> _Given text_:
____
Posted on Sep. 16, 2014

I am a fan of the hardworking Lew Taishoff and his blog which provides timely updates on Tax Court matters. This week he posted a strong discussion of Yari v Commissioner. The case is a regular TC case of first impression that considered the proper way to calculate a penalty for failing to disclose a listed transaction under Section 6707A. 6707A imposes a penalty on “[a]ny person who fails to include on any return or statement any information with respect to a reportable transaction which is required under section 6011 to be included with such return or statement.” Prior to 2010 the penalty for failing to disclose a listed transaction was a flat fee–$100,000 for individuals. In 2010, facing a backlash that the penalty was too harsh, Congress retroactively amended 6707A, with the penalty set to “75 percent of the decrease in tax shown on the return as a result of such transaction (or which would have resulted from such transaction if such transaction were respected for Federal [income] tax purposes).” Sec. 6707A(b)(1) (emphasis added). For individuals, amended 6707A also prescribed minimum and maximum penalties of $5,000 and $100,000, respectively.

The issue in Yari was how to calculate the penalty when the taxpayer amended the return that eliminated the taxpayer’s income tax liability. If the penalty amount is derived from the original return, then the taxpayer in Yari was subject to the maximum $100,000 penalty. Using the amended return and the decrease in tax shown on that return, the taxpayer would be subject to the minimum penalty of $5,000.

The Dispute Under 6707A

Mr. Taishoff sets the case up well. The taxpayer’s problem in 2004 stems from as he says “the old story of putting stock from a Sub S in a Roth, having an operating entity (here an LLC) pay the Sub S for “management fees”, and funneling the deductible fees into the nontaxable Roth. See Notice 2004-8, 2004-1 C.B. 333, for more about this nefarious scheme.”
____
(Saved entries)
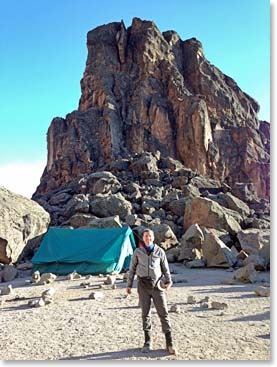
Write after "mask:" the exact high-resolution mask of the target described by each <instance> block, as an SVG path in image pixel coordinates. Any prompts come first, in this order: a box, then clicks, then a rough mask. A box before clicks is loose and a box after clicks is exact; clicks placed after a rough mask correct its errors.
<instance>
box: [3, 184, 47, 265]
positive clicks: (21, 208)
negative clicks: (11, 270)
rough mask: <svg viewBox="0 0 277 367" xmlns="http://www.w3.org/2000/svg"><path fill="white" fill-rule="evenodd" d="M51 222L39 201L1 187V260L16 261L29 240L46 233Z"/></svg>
mask: <svg viewBox="0 0 277 367" xmlns="http://www.w3.org/2000/svg"><path fill="white" fill-rule="evenodd" d="M49 222H50V216H49V214H48V213H47V212H46V211H45V210H44V209H43V208H42V207H41V206H40V205H39V204H38V203H36V202H35V201H33V200H30V199H27V198H25V197H24V196H21V195H17V194H14V193H12V192H11V191H9V190H7V189H5V188H4V187H0V262H2V263H4V264H10V263H16V262H17V260H18V259H19V258H20V256H21V254H22V252H23V250H24V248H25V247H26V245H27V244H28V241H30V240H31V239H34V238H35V237H37V236H39V235H41V234H42V233H45V232H46V231H47V228H48V225H49Z"/></svg>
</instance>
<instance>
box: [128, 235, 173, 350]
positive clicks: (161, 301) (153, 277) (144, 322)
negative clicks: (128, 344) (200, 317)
mask: <svg viewBox="0 0 277 367" xmlns="http://www.w3.org/2000/svg"><path fill="white" fill-rule="evenodd" d="M142 239H143V243H140V244H139V247H138V248H136V249H135V251H134V254H133V257H132V261H131V265H130V270H129V277H128V282H127V289H126V292H127V294H131V292H132V285H133V281H134V276H135V274H137V278H138V284H137V288H138V295H139V303H140V307H141V310H142V324H143V331H144V337H145V341H144V345H143V348H142V352H144V353H148V352H150V350H151V348H152V341H151V299H153V302H154V305H155V307H156V310H157V313H158V315H159V318H160V320H161V324H162V331H163V333H164V334H165V339H166V348H167V350H168V352H169V353H170V354H177V352H176V349H175V348H174V346H173V342H172V336H171V324H170V320H169V315H168V309H167V301H166V295H165V289H167V288H169V287H170V286H171V285H172V281H171V275H170V272H169V267H168V262H167V258H166V255H165V252H164V250H163V249H162V248H161V247H159V246H157V245H156V244H154V232H153V231H152V230H151V229H146V230H144V232H143V236H142ZM163 276H164V277H165V281H164V282H163V283H162V284H163V286H162V287H161V285H160V284H161V282H160V279H161V278H162V277H163Z"/></svg>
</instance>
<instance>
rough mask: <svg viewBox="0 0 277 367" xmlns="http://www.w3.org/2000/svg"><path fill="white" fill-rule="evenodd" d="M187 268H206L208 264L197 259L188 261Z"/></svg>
mask: <svg viewBox="0 0 277 367" xmlns="http://www.w3.org/2000/svg"><path fill="white" fill-rule="evenodd" d="M185 266H186V267H187V268H189V269H196V268H205V267H206V262H205V261H204V260H202V259H195V260H191V261H186V262H185Z"/></svg>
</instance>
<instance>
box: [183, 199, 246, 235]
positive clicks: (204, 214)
mask: <svg viewBox="0 0 277 367" xmlns="http://www.w3.org/2000/svg"><path fill="white" fill-rule="evenodd" d="M240 220H242V218H241V216H240V215H239V214H237V213H236V212H233V211H231V210H230V209H226V208H223V207H222V206H221V205H219V204H218V203H217V202H215V201H212V200H210V199H206V198H201V197H196V198H193V199H191V200H190V201H188V202H187V204H186V207H185V214H184V229H185V230H186V229H188V228H189V227H190V226H191V225H192V224H195V223H198V224H199V226H203V227H207V228H215V229H219V230H220V229H225V230H226V231H228V232H229V233H231V234H236V233H238V232H239V231H240V230H241V227H240V224H239V221H240Z"/></svg>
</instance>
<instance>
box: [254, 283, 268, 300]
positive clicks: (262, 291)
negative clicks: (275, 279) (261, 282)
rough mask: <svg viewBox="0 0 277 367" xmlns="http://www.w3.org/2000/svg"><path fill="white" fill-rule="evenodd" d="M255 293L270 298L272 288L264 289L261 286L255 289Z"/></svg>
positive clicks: (257, 287)
mask: <svg viewBox="0 0 277 367" xmlns="http://www.w3.org/2000/svg"><path fill="white" fill-rule="evenodd" d="M255 293H256V295H257V296H259V297H269V296H270V288H269V287H263V286H262V285H260V286H259V287H257V288H256V289H255Z"/></svg>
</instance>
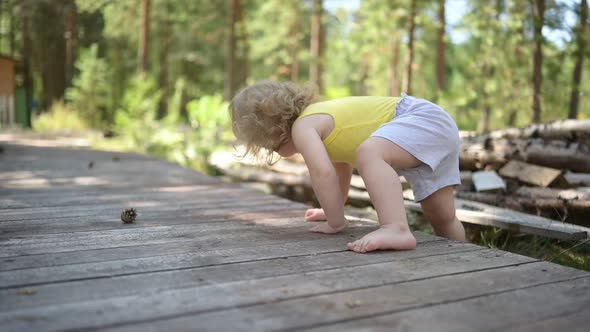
____
> _Work instruction 1_: List every Internal Revenue Code section or subsection that the post on the Yari v Commissioner penalty case cites by number.
> _Work instruction 2_: Pick up the post on the Yari v Commissioner penalty case after its final sentence and keep it going.

> _Exercise result 1_:
Section 6707A
section 6011
Sec. 6707A(b)(1)

> _Exercise result 2_:
During the course of the audit the taxpayer amended his 2004 return a first time and then again during deficiency proceedings. In the second amended return, the taxpayer claimed a NOL carryback of over $2.8 million, resulting in negative taxable income. The taxpayer and the IRS entered into a closing agreement in 2011 relating to 2004 and other years resulting in a stipulated decision in Tax Court.

Because 6707A is an assessable penalty the opinion walks through how CDP gives the Tax Court jurisdiction to consider the proper way to apply the 2010 changes to 6707A. For those who are interested in statutory interpretation, the case discusses what is and is not legislative history (sorry Blue Book fans) and some of the difficulties courts face in figuring out what Congress had in mind when enacting legislation.

The court concludes that the plain language of the statute supports the IRS’s interpretation.

We think the statute is clear and unambiguous: The penalty is calculated with reference to the “tax shown on the return”. Sec. 6707A(b). When we look to the penalty provision as a whole, it is clear that Congress has penalized the failure to disclose participation in a listed or otherwise reportable transaction on the return or other information statement giving rise to the disclosure obligation. If the taxpayer fails to report the transaction on that return or information statement, then the penalty is based on the tax shown on that return or information statement, not some other, later filed return or some hypothetical tax. Congress did not say that the penalty should be calculated by reference to tax shown on a return; it did not say to calculate the penalty using the tax required to be shown; and it did not say to calculate the penalty using the decrease in tax resulting from participation in the transaction. Congress very clearly linked the penalty to the tax shown on a particular return–the return giving rise to the reporting obligation. Absent a“‘clearly expressed legislative intent to the contrary’”, we will regard the clear and unambiguous language of the statute as conclusive (notes omitted)

In reaching its conclusion, the court noted how in other penalty provisions (such as 6651(a)(2), the failure to pay penalty) the Code allows for a reduction in the penalty if the correct tax liability is lower than that on the original return. Section 6651(c)(2) provides that if the amount required to be shown as tax on a return is in fact less than that on the return, to compute the penalty you use the lower correct tax rather than what you originally reported as tax. From that, Yari concludes that Congress knew how to get to the result that the taxpayers wanted here but “that it did not do so in section 6707A tends to bolster our holding that the penalty applies to the amount shown on petitioner’s first filed return.”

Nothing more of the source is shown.